# YOUR GOAL:
Starting at the first line of the records and stopping at the line that contains "TARGET = shadow on grass", transcribe every line exactly and leave out the pictures.

# DATA:
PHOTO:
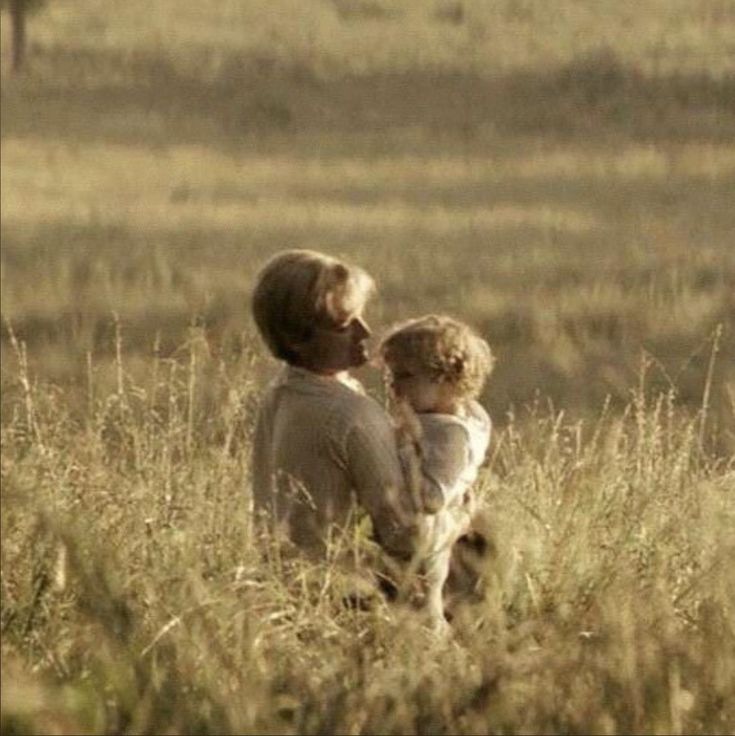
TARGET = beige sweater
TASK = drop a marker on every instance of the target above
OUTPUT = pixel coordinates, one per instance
(321, 446)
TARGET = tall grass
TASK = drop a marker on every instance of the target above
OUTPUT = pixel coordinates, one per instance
(130, 579)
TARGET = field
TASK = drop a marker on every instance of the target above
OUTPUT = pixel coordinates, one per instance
(561, 175)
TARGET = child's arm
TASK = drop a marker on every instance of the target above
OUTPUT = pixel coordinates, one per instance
(427, 493)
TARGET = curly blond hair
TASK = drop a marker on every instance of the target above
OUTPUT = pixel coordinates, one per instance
(443, 348)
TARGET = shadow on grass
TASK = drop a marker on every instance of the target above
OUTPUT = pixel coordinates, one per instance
(145, 99)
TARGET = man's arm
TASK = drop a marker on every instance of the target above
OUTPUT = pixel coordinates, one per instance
(375, 471)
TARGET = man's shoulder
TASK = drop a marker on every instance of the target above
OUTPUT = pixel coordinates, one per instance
(356, 408)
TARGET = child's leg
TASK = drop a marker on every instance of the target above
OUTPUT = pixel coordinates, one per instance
(437, 571)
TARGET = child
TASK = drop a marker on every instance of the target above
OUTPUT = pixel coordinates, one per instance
(435, 369)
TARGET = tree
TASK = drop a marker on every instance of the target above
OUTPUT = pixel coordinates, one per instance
(19, 10)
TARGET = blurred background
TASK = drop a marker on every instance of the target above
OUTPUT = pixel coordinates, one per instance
(558, 173)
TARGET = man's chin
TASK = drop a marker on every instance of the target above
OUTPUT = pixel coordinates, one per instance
(360, 357)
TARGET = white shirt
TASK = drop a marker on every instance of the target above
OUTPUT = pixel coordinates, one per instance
(320, 445)
(453, 446)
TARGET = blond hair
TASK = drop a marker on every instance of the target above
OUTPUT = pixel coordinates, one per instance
(446, 350)
(298, 290)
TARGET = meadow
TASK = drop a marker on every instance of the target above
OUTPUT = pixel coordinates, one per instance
(561, 175)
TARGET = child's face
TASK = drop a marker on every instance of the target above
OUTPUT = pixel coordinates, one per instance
(421, 391)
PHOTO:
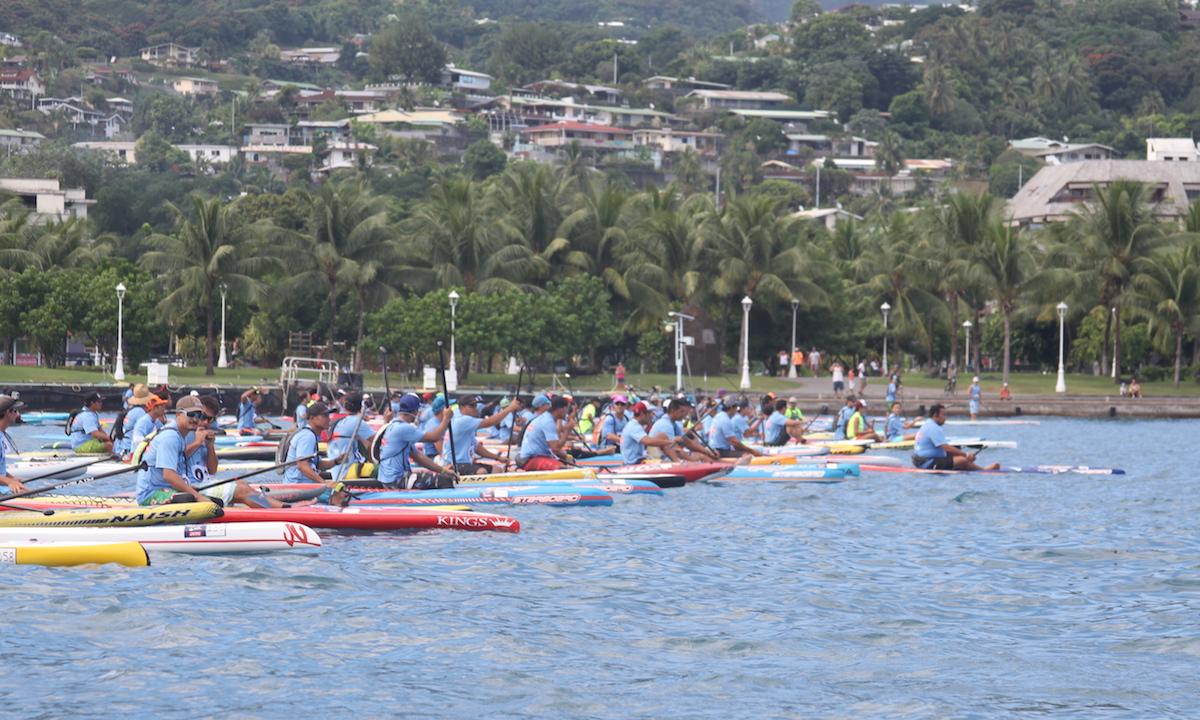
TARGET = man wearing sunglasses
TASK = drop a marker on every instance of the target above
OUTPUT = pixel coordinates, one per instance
(10, 412)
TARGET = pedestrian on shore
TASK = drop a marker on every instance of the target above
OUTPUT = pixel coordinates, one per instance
(976, 394)
(839, 382)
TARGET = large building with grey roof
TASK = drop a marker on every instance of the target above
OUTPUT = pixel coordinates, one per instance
(1056, 192)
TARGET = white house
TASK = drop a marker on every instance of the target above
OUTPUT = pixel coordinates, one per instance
(342, 155)
(49, 201)
(209, 154)
(1171, 150)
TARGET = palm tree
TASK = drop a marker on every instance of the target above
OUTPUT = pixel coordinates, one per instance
(1104, 240)
(453, 235)
(208, 250)
(599, 228)
(1168, 293)
(958, 228)
(939, 89)
(755, 255)
(348, 244)
(1002, 265)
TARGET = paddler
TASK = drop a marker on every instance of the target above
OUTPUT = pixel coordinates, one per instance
(839, 427)
(724, 438)
(588, 414)
(670, 427)
(897, 425)
(463, 429)
(931, 450)
(340, 448)
(634, 438)
(10, 413)
(247, 412)
(779, 427)
(154, 418)
(87, 437)
(397, 449)
(615, 421)
(857, 427)
(305, 444)
(136, 409)
(167, 463)
(543, 445)
(976, 394)
(792, 409)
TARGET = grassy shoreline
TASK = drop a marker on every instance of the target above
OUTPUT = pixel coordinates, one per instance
(1021, 384)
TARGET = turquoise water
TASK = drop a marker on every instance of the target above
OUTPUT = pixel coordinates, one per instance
(893, 595)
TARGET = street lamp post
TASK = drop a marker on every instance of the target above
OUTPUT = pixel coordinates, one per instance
(886, 310)
(1061, 387)
(791, 358)
(454, 363)
(966, 349)
(745, 342)
(119, 372)
(222, 361)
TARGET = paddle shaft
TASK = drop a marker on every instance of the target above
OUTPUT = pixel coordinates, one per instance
(445, 394)
(142, 466)
(91, 462)
(508, 449)
(258, 472)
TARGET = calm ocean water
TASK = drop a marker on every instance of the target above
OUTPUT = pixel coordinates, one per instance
(892, 595)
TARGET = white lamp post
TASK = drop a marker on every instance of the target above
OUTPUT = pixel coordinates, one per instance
(966, 349)
(222, 361)
(1061, 387)
(745, 342)
(119, 372)
(454, 363)
(791, 358)
(886, 310)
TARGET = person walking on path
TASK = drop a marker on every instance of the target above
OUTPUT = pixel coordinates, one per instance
(976, 394)
(839, 379)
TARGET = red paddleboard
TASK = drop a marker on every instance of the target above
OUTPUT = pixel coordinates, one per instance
(690, 471)
(376, 519)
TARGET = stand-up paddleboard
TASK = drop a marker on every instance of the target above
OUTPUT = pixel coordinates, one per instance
(196, 539)
(375, 519)
(771, 474)
(1006, 471)
(690, 471)
(58, 555)
(141, 515)
(543, 495)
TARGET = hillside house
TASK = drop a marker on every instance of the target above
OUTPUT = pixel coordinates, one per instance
(169, 54)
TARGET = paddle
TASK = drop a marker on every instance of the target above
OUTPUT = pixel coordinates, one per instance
(90, 462)
(141, 466)
(387, 385)
(445, 393)
(258, 472)
(508, 449)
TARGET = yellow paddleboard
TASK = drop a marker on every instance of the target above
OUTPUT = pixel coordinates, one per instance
(54, 555)
(137, 515)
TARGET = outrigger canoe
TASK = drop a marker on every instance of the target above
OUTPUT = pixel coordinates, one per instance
(196, 539)
(57, 555)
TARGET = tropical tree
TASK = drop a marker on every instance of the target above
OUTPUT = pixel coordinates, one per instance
(209, 250)
(1167, 291)
(1103, 243)
(348, 245)
(1003, 264)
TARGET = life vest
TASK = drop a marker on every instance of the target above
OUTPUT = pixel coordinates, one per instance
(856, 425)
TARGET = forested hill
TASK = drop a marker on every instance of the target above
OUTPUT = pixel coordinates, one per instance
(121, 27)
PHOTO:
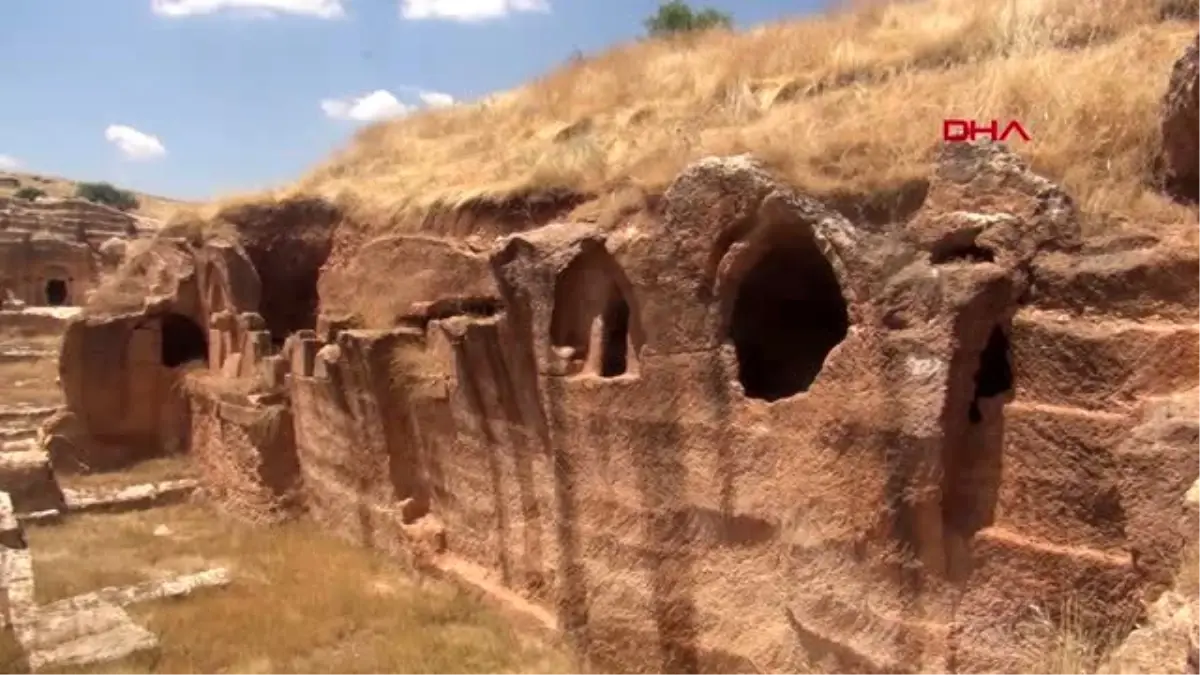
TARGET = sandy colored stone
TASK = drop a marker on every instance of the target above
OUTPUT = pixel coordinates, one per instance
(731, 432)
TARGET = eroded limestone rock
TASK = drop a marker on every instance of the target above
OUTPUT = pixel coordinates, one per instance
(1181, 125)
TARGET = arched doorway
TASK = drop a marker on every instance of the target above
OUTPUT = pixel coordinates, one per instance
(789, 314)
(592, 317)
(183, 341)
(57, 292)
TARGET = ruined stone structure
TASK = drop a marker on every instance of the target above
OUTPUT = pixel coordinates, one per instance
(53, 251)
(731, 432)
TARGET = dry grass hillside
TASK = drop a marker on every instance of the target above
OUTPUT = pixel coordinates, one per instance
(845, 103)
(159, 208)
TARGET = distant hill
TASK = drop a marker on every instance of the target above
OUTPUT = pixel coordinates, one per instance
(153, 207)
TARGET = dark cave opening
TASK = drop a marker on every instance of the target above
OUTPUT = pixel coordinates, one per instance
(787, 316)
(615, 339)
(183, 341)
(594, 318)
(55, 292)
(995, 374)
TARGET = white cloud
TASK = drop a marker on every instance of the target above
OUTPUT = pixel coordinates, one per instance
(319, 9)
(135, 144)
(382, 103)
(376, 106)
(436, 99)
(468, 10)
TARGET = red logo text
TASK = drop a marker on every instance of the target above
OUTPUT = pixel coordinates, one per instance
(960, 131)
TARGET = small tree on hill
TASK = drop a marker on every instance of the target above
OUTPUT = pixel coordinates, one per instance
(29, 192)
(107, 193)
(677, 17)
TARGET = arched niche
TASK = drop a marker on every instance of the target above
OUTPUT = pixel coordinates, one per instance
(783, 309)
(595, 322)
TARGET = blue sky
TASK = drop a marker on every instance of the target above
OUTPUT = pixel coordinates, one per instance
(193, 99)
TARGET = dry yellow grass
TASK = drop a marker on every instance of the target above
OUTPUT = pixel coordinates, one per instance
(300, 602)
(851, 101)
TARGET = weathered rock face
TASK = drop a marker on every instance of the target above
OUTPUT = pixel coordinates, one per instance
(735, 434)
(1181, 126)
(121, 365)
(51, 250)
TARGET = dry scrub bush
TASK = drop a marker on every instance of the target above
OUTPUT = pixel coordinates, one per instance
(1065, 643)
(851, 101)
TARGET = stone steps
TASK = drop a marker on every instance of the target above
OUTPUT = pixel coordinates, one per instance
(1151, 282)
(1107, 364)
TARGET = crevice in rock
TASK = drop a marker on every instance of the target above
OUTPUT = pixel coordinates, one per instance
(57, 292)
(183, 341)
(972, 455)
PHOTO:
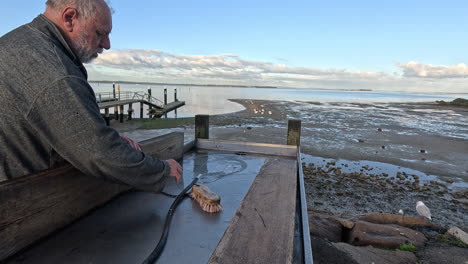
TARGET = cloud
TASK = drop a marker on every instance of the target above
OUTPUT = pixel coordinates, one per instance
(227, 66)
(416, 69)
(158, 66)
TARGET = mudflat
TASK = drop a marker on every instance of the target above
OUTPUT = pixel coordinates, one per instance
(362, 158)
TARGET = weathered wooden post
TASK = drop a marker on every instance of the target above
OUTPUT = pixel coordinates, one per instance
(165, 100)
(106, 116)
(149, 99)
(294, 132)
(116, 108)
(121, 113)
(130, 111)
(141, 109)
(175, 100)
(202, 126)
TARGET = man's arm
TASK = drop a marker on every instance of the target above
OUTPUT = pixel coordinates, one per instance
(67, 116)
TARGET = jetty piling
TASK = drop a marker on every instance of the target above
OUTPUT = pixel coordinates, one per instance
(202, 126)
(294, 132)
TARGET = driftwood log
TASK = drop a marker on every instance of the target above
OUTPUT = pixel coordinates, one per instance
(36, 205)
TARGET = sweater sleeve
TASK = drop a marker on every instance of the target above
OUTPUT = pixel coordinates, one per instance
(67, 116)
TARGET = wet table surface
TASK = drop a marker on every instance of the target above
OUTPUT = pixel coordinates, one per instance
(128, 228)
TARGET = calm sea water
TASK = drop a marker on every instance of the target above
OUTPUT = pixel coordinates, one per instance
(214, 100)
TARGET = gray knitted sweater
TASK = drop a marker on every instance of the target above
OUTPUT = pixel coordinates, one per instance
(48, 111)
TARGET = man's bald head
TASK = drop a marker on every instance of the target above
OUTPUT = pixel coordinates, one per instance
(85, 25)
(87, 8)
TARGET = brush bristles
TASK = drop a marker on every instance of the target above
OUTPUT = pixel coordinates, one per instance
(209, 201)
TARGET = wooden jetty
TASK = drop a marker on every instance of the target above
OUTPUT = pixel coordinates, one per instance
(64, 216)
(119, 100)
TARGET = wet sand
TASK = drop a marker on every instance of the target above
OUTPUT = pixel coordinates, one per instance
(363, 158)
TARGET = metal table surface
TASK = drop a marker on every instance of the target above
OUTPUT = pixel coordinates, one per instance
(128, 228)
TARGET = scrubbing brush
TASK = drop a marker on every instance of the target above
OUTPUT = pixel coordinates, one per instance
(209, 201)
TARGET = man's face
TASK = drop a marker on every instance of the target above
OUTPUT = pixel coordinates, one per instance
(92, 36)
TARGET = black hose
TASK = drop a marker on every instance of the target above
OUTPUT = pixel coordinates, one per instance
(162, 241)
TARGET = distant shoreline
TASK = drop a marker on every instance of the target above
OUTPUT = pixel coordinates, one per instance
(185, 84)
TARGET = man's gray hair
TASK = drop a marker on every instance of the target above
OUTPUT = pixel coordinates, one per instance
(85, 8)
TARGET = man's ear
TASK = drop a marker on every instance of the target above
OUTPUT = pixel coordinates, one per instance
(69, 15)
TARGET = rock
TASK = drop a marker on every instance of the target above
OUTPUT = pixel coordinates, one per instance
(347, 223)
(342, 253)
(458, 233)
(443, 255)
(406, 221)
(383, 236)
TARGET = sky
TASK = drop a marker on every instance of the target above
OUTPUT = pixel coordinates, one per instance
(415, 46)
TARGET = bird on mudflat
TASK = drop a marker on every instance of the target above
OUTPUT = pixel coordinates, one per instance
(423, 210)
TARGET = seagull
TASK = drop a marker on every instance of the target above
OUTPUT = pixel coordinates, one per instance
(423, 210)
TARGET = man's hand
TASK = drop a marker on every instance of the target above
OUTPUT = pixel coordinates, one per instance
(175, 169)
(132, 143)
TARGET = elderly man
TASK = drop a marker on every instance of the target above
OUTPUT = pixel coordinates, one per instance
(49, 110)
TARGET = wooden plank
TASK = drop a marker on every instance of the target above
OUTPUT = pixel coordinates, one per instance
(247, 147)
(33, 206)
(306, 242)
(262, 230)
(169, 146)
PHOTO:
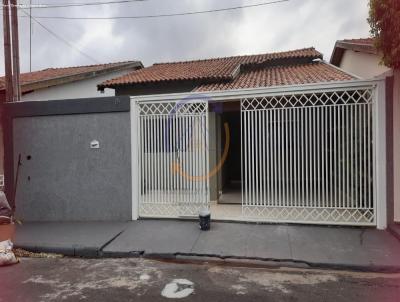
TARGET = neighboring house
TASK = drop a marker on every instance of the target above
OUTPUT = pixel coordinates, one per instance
(67, 83)
(359, 57)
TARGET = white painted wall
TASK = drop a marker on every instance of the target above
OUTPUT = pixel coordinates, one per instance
(79, 89)
(362, 64)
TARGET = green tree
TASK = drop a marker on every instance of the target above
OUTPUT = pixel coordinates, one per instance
(384, 19)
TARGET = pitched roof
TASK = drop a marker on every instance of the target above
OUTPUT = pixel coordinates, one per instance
(55, 76)
(365, 45)
(211, 70)
(314, 72)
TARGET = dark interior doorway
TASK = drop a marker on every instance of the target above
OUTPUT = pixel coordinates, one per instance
(231, 172)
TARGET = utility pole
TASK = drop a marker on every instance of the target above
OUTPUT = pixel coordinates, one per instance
(7, 52)
(30, 35)
(15, 46)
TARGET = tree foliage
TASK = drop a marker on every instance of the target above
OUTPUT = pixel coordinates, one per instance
(384, 19)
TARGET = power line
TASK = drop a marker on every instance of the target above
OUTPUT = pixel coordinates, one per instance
(64, 5)
(165, 15)
(61, 38)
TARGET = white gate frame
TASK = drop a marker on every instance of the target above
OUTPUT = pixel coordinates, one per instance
(163, 203)
(379, 129)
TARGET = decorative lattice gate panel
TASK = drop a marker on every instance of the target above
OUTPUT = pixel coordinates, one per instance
(173, 158)
(308, 157)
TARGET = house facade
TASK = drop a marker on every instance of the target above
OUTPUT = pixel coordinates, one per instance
(66, 83)
(298, 137)
(278, 137)
(360, 57)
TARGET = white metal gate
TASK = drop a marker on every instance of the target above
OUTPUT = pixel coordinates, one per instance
(173, 158)
(308, 157)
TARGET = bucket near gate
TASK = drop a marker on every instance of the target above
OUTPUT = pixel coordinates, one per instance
(205, 219)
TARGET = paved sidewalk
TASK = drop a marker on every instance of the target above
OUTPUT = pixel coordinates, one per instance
(316, 246)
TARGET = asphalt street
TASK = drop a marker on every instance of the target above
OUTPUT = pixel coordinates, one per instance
(135, 279)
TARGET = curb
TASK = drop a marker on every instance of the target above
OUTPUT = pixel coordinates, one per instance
(90, 252)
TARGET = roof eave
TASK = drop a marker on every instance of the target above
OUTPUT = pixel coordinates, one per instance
(35, 85)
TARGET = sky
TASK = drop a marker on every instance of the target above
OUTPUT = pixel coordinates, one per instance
(277, 27)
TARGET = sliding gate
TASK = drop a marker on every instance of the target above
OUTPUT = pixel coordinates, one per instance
(173, 158)
(308, 157)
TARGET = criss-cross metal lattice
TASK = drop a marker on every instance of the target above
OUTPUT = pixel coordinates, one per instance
(308, 157)
(173, 141)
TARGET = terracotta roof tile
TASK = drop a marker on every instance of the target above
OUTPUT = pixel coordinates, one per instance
(282, 75)
(209, 70)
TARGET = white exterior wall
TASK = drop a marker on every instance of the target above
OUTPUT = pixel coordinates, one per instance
(362, 64)
(80, 89)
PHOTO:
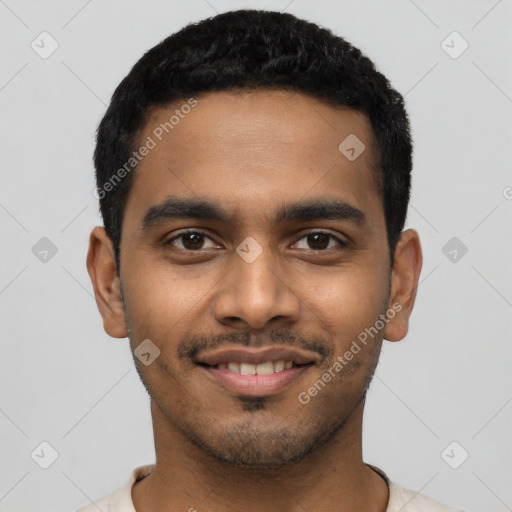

# RESULT FOR THIS EXERCISE:
PHOTO:
TARGET = beige sweater
TASK = drop a marker on every instance of the target above
OUTPUT = pixel coordinates, one per instance
(321, 446)
TARGET = tall grass
TASK = drop a marker on every instance of the target above
OUTPUT = pixel coordinates, one per instance
(130, 579)
TARGET = field
TASK = drop a marker on every instance of the target above
OUTPUT = pixel coordinates, one per instance
(561, 175)
TARGET = child's arm
TASK = drop a marker on every instance of the target above
OUTPUT = pixel coordinates, one per instance
(427, 493)
TARGET = curly blond hair
TASK = drop a marker on every instance of the target above
OUTPUT = pixel coordinates, one per instance
(443, 348)
TARGET = shadow on grass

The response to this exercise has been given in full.